Put the data below into a numbered list, one line per item, with any blank lines left out.
________________________
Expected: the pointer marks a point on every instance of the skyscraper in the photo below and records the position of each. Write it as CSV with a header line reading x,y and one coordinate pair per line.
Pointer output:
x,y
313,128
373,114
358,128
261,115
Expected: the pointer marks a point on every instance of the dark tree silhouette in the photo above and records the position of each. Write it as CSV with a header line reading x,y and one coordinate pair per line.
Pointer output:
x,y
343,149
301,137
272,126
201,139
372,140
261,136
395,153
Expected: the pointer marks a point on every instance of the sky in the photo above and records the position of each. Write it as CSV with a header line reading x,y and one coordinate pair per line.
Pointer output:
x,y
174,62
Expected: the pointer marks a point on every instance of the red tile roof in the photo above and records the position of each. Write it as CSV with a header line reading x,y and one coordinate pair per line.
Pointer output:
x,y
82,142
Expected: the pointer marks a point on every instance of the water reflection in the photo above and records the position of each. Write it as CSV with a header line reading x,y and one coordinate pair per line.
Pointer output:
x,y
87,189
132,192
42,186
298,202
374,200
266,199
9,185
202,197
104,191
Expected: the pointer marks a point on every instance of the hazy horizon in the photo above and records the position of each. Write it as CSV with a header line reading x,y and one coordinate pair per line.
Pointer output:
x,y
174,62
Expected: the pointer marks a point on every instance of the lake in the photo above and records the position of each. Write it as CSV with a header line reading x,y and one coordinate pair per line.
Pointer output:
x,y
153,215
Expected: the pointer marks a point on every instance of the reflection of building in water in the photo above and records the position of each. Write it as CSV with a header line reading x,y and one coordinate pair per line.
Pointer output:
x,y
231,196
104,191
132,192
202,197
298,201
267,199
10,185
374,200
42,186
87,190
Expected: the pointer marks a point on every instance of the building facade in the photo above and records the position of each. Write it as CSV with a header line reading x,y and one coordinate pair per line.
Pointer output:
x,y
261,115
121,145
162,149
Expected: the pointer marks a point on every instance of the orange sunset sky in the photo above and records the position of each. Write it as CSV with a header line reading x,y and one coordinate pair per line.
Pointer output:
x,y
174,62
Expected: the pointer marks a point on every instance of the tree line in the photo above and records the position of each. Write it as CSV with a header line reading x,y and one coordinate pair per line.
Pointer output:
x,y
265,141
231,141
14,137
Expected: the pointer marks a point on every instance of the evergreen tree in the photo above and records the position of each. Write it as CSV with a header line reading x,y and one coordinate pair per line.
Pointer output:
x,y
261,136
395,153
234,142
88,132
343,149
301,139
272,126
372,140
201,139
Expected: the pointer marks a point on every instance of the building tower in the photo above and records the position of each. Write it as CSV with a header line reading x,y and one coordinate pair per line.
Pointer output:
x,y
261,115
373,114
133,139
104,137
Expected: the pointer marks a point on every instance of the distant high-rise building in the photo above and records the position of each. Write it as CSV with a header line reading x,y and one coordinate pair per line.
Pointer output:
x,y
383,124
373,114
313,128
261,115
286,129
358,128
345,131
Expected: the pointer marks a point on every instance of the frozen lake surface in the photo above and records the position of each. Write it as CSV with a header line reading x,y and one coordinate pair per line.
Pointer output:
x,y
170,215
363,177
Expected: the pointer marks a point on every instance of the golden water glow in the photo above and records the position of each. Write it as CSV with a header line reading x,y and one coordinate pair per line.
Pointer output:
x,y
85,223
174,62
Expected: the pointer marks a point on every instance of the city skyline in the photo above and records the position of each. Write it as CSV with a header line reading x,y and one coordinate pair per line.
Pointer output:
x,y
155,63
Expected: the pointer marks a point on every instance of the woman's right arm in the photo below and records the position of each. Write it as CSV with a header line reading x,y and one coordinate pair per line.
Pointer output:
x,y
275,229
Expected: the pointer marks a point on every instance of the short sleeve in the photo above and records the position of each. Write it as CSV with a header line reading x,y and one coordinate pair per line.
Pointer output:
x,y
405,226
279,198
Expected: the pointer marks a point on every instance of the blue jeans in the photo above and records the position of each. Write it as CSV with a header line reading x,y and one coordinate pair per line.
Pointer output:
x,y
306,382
________________________
### Task result
1. Expected: the pointer marks a point on every instance of the skyscraper in the photo below and records the position of each. Write it as CSV with a header line reading x,y and one coordinate pair per line.
2. Pointer output:
3. x,y
4. 313,128
5. 373,114
6. 358,128
7. 261,115
8. Expected: the pointer marks a point on every instance of the dark tree silhouette in the photo above and records the position of each. Write it as CSV with a header line reading x,y and one coordinate pair per line.
9. Pointer output:
10. x,y
11. 343,149
12. 301,137
13. 272,126
14. 201,139
15. 372,140
16. 261,136
17. 395,153
18. Expected: the pointer marks a point on every instance of the sky in the photo above and records the position of each. Write it as CSV with a header line reading x,y and one coordinate pair per line.
19. Pointer output:
20. x,y
21. 174,62
22. Expected: the pointer marks a point on every instance of the red tile roof in the photo above and records the position of each. Write it as CSV with a header line reading x,y and one coordinate pair per line.
23. Pointer output:
24. x,y
25. 82,142
26. Expected: the pointer marks a point on every instance of the water reflection in the photo above and records the position of each. Write it as CSV with a header line reading x,y and one coordinate pair per line.
27. Pointer output:
28. x,y
29. 87,189
30. 132,192
31. 42,186
32. 298,202
33. 374,200
34. 266,199
35. 9,185
36. 202,197
37. 104,191
38. Expected: the pointer marks a point on every instance of the hazy horizon in the photo above and records the position of each. Write it as CSV with a header line reading x,y and one coordinate pair per line.
39. Pointer output:
40. x,y
41. 174,62
42. Expected: the pointer marks a point on every instance of the lake in the photo above and records the position of each. Write it as CSV with a header line reading x,y and one coordinate pair per line.
43. Pointer output:
44. x,y
45. 153,215
46. Expected: the pointer marks a point on every instance of the reflection of building in water in the photo above and records the position of each. Write it as CSV with a header line reading x,y and one coordinate pair per line.
47. Pointer output:
48. x,y
49. 231,196
50. 104,191
51. 132,192
52. 202,197
53. 298,201
54. 267,199
55. 10,185
56. 374,200
57. 42,186
58. 87,190
59. Expected: the pointer marks a point on every instance of the building facade in the photo above and records the position of each. Write it as CSV with a header line reading x,y and one coordinate pair per line.
60. Pointer output:
61. x,y
62. 261,115
63. 121,145
64. 162,149
65. Expected: the pointer marks a point on every instance of the orange sunset sky in the photo above and records the position of each. Write it as CSV with a header line reading x,y and one coordinate pair per line.
66. Pointer output:
67. x,y
68. 174,62
69. Expected: the pointer marks a point on every instance of the tree line in the photo above and records the position of each. Write it as CSV with a header line reading x,y and one coordinate pair per line.
70. Pointer output:
71. x,y
72. 265,141
73. 231,141
74. 14,137
75. Expected: the pointer marks a point on every instance of the evergreen tree in the photo above and records the position of each. Write it as CSV with a header line reading x,y and one coordinate pair per line.
76. Pointer output:
77. x,y
78. 261,136
79. 395,153
80. 234,142
81. 88,132
82. 343,149
83. 301,139
84. 272,126
85. 372,140
86. 201,139
87. Expected: the pointer marks a point on every instance of the building tower in the photo above and records the position of each. Write it as CSV with a header line reading x,y and one coordinate pair per line.
88. Pointer output:
89. x,y
90. 261,115
91. 373,114
92. 133,139
93. 104,137
94. Expected: the pointer marks a point on every instance of the distant high-rise building in the photo above and records the position of each. Write it as CSV with a header line reading x,y and one coordinate pair per line.
95. Pointer output:
96. x,y
97. 383,124
98. 373,114
99. 313,128
100. 261,115
101. 286,129
102. 358,128
103. 345,131
104. Expected: the pointer marks a point on every instance of the frozen lake surface in the photo above and records the position of each. Write it as CSV with a header line reading x,y and one coordinate pair per line.
105. Pointer output:
106. x,y
107. 170,215
108. 363,177
109. Expected: the pointer marks a point on every instance of the golden water glow in the photo above and records the position of each. Write it as CSV with a header line reading x,y and one coordinate pair per line.
110. Pointer output:
111. x,y
112. 85,223
113. 174,62
114. Expected: the pointer marks a point on every instance of the city skyline in the photo above and records the position of each. Write it as CSV with a header line reading x,y and one coordinate pair per line.
115. Pointer output:
116. x,y
117. 155,63
118. Expected: the pointer marks a point on every instance of the woman's right arm in the photo below and records the position of each. Write it as CSV with a header line reading x,y and one coordinate pair per line.
119. Pointer output:
120. x,y
121. 275,229
122. Expected: the pointer marks a point on every instance of the short sleeve in the photo above and records the position of each. Write it as CSV with a header line reading x,y and one coordinate pair per line.
123. Pointer output:
124. x,y
125. 405,226
126. 279,198
127. Expected: the pointer marks a point on every instance of the blue jeans in the photo above and records the position of each. Write it as CSV with a header line reading x,y and one coordinate pair per line.
128. Pointer output:
129. x,y
130. 306,382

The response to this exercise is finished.